▶ The input
= = = = = = =
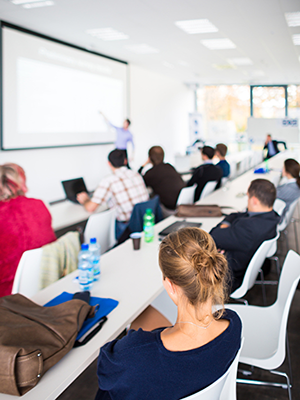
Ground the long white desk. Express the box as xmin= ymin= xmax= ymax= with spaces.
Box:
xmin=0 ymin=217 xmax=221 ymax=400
= = = = = = =
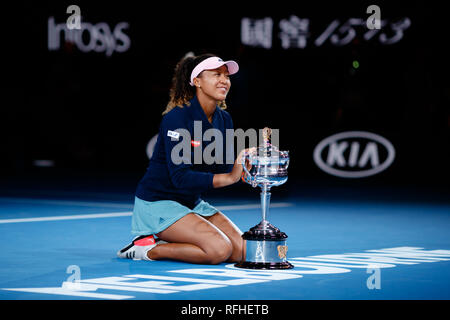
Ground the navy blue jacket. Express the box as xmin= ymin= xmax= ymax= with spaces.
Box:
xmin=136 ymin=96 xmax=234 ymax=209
= = = = = = =
▶ Set task
Extract the lines from the one containing "Ground the navy" through the one containing "xmin=136 ymin=96 xmax=234 ymax=209", inclusive, and reproduce them without any change.

▶ Solution for this task
Ground the navy blue jacket. Express the box as xmin= ymin= xmax= ymax= with spaces.
Box:
xmin=136 ymin=96 xmax=234 ymax=209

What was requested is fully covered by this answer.